Restate the complete material exactly.

========================================

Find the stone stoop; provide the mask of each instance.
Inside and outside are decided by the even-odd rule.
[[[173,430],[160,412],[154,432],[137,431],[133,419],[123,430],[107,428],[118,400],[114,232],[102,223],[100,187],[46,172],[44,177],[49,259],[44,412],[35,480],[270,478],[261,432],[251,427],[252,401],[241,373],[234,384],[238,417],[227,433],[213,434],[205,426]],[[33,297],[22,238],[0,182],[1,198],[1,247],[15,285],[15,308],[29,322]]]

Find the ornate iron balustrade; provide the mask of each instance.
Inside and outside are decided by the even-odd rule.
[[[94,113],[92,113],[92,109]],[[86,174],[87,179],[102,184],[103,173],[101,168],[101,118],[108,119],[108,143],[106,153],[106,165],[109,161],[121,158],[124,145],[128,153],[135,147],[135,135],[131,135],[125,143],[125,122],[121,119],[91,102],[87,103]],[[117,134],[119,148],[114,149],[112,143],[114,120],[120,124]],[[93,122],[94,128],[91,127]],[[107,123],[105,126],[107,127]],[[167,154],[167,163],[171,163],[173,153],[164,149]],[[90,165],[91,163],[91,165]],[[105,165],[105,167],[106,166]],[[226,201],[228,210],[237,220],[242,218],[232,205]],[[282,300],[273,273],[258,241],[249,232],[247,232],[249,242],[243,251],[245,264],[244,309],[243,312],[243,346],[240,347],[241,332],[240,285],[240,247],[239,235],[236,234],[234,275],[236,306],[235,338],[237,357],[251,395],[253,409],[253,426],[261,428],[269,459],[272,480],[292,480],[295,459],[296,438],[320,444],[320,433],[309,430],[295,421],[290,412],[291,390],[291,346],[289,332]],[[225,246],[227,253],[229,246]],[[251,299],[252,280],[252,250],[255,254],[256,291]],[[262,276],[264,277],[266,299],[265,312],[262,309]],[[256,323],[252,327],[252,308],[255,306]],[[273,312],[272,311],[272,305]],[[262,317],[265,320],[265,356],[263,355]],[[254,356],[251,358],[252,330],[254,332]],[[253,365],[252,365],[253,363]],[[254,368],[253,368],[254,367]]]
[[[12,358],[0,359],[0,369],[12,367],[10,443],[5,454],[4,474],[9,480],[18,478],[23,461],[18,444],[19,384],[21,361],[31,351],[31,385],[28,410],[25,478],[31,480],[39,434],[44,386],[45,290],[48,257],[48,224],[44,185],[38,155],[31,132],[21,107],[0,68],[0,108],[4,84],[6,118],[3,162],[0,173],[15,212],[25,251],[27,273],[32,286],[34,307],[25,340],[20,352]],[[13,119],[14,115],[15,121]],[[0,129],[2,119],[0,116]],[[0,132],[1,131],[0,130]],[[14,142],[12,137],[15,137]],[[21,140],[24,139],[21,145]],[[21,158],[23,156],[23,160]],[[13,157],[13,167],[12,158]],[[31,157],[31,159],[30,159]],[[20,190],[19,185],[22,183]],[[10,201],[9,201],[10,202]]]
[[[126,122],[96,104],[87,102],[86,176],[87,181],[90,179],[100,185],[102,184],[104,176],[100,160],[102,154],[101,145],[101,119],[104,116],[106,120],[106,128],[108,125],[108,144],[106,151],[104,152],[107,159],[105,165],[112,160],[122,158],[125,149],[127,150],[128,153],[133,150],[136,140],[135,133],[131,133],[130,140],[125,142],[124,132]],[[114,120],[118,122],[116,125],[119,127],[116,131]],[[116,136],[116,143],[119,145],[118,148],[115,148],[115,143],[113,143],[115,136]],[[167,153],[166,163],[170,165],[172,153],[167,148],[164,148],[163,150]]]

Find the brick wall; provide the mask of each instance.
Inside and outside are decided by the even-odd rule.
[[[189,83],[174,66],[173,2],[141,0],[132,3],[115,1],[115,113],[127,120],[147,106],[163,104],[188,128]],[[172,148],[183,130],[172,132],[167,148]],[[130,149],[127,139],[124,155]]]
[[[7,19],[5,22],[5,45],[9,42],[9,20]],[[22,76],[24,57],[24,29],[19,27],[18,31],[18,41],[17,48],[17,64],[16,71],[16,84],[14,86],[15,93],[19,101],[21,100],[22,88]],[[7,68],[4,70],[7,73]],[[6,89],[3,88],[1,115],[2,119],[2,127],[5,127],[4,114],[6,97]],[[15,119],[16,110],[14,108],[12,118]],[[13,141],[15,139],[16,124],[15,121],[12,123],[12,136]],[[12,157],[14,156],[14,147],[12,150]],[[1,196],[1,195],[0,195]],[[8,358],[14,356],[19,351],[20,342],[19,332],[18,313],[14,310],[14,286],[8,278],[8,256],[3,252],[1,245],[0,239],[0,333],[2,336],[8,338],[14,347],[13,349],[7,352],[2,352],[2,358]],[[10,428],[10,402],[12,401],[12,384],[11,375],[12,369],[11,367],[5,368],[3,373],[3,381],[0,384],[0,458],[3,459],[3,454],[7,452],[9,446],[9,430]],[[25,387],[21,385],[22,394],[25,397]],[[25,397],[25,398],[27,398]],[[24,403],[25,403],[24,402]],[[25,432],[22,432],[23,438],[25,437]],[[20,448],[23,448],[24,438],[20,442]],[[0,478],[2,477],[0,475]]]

========================================

• _ANSWER TO THE EXERCISE_:
Find the stone stoop; provide the mask of each instance.
Inside and outside are decided by the even-odd rule.
[[[173,430],[160,412],[154,432],[137,431],[133,419],[123,430],[107,428],[118,400],[114,232],[102,223],[100,187],[46,172],[44,177],[49,259],[44,412],[35,480],[270,478],[261,432],[251,427],[252,401],[241,373],[234,384],[238,417],[227,433],[213,434],[205,426]],[[33,297],[22,238],[0,182],[1,198],[1,247],[15,285],[15,308],[29,322]]]

Find the ornate iron balustrade; provide the mask of each instance.
Inside and outside are decided by the even-odd rule.
[[[94,113],[92,113],[92,109]],[[86,174],[87,179],[102,184],[103,173],[101,168],[101,118],[108,119],[108,143],[106,153],[106,165],[109,161],[121,158],[124,145],[128,153],[135,147],[135,135],[131,135],[125,143],[125,122],[121,119],[91,102],[87,103]],[[117,134],[119,148],[114,149],[112,143],[114,120],[120,124]],[[93,122],[94,128],[91,127]],[[107,123],[105,126],[107,127]],[[167,154],[167,163],[171,163],[173,153],[164,149]],[[90,165],[91,163],[91,165]],[[105,165],[105,167],[106,166]],[[226,201],[228,210],[237,220],[242,218],[232,205]],[[282,300],[273,273],[258,241],[249,232],[247,232],[249,242],[243,251],[245,264],[244,309],[243,312],[243,346],[240,347],[241,332],[240,285],[240,247],[239,235],[236,234],[234,275],[236,306],[235,338],[237,357],[251,395],[253,409],[253,426],[261,428],[269,459],[272,480],[292,480],[295,459],[296,438],[320,444],[320,433],[309,430],[295,421],[290,412],[291,390],[291,346],[289,332]],[[225,246],[227,253],[229,246]],[[251,299],[252,280],[252,250],[255,254],[256,291]],[[262,276],[264,277],[266,299],[265,312],[262,309]],[[256,323],[252,327],[252,308],[255,306]],[[273,312],[272,311],[272,305]],[[262,317],[265,320],[265,356],[263,355]],[[254,356],[251,358],[252,330],[254,332]],[[253,365],[252,365],[253,363]],[[254,368],[253,368],[254,367]]]
[[[12,358],[0,359],[0,369],[12,367],[10,443],[5,454],[4,474],[9,480],[18,478],[23,461],[18,444],[19,384],[21,361],[31,351],[31,385],[28,410],[25,478],[31,480],[39,434],[44,386],[45,290],[48,257],[48,224],[44,185],[38,155],[31,132],[21,107],[0,68],[0,108],[4,84],[6,118],[3,162],[0,173],[15,212],[25,251],[27,273],[32,286],[34,307],[25,340],[20,352]],[[13,119],[14,115],[15,121]],[[0,129],[2,119],[0,116]],[[0,132],[1,131],[0,130]],[[14,142],[12,137],[15,137]],[[21,140],[24,139],[21,145]],[[21,158],[23,156],[23,160]],[[13,157],[13,167],[12,158]],[[31,157],[31,159],[30,159]],[[20,190],[19,185],[22,183]],[[10,201],[9,201],[10,202]]]
[[[126,122],[96,104],[87,102],[86,176],[87,181],[90,179],[100,185],[102,184],[104,176],[100,160],[102,154],[101,145],[101,119],[104,116],[106,120],[106,128],[108,125],[108,144],[106,151],[104,152],[107,159],[105,165],[112,160],[122,158],[125,149],[127,150],[128,153],[133,150],[136,140],[135,133],[131,133],[130,140],[125,142],[124,132]],[[114,120],[118,122],[116,125],[119,127],[116,131]],[[116,136],[116,143],[119,145],[118,148],[115,148],[115,143],[113,143],[115,136]],[[167,153],[166,163],[170,165],[172,153],[167,148],[164,148],[163,150]]]

Find the brick wall; provide the mask of each instance.
Inside and outside are decided by the even-odd rule.
[[[189,83],[174,66],[173,2],[141,0],[132,3],[115,1],[115,113],[127,120],[147,106],[163,104],[188,128]],[[172,148],[183,130],[172,132],[167,148]],[[130,149],[127,139],[124,155]]]
[[[7,19],[5,22],[5,45],[9,42],[9,20]],[[22,76],[24,57],[24,29],[19,27],[18,31],[18,41],[17,48],[17,64],[16,71],[16,84],[14,86],[15,93],[19,101],[21,100],[22,88]],[[7,68],[4,70],[7,73]],[[6,89],[3,88],[1,115],[2,119],[2,127],[5,127],[4,114],[6,97]],[[15,119],[16,110],[14,108],[12,118]],[[13,141],[15,139],[16,124],[15,121],[12,123],[12,136]],[[12,157],[14,156],[14,147],[12,150]],[[1,196],[1,195],[0,195]],[[8,358],[14,356],[19,351],[20,342],[19,332],[18,313],[14,310],[14,286],[8,278],[8,256],[3,252],[1,245],[0,239],[0,333],[2,336],[8,338],[14,347],[13,349],[7,352],[2,352],[2,358]],[[10,428],[10,402],[12,401],[12,384],[11,375],[12,369],[11,367],[5,368],[3,373],[3,381],[0,384],[0,458],[3,459],[3,454],[7,452],[9,446],[9,430]],[[25,387],[21,385],[22,394],[25,397]],[[25,397],[25,398],[27,398]],[[24,403],[25,403],[24,402]],[[25,432],[22,432],[23,438],[25,437]],[[20,448],[23,448],[24,438],[20,442]],[[0,478],[2,477],[0,475]]]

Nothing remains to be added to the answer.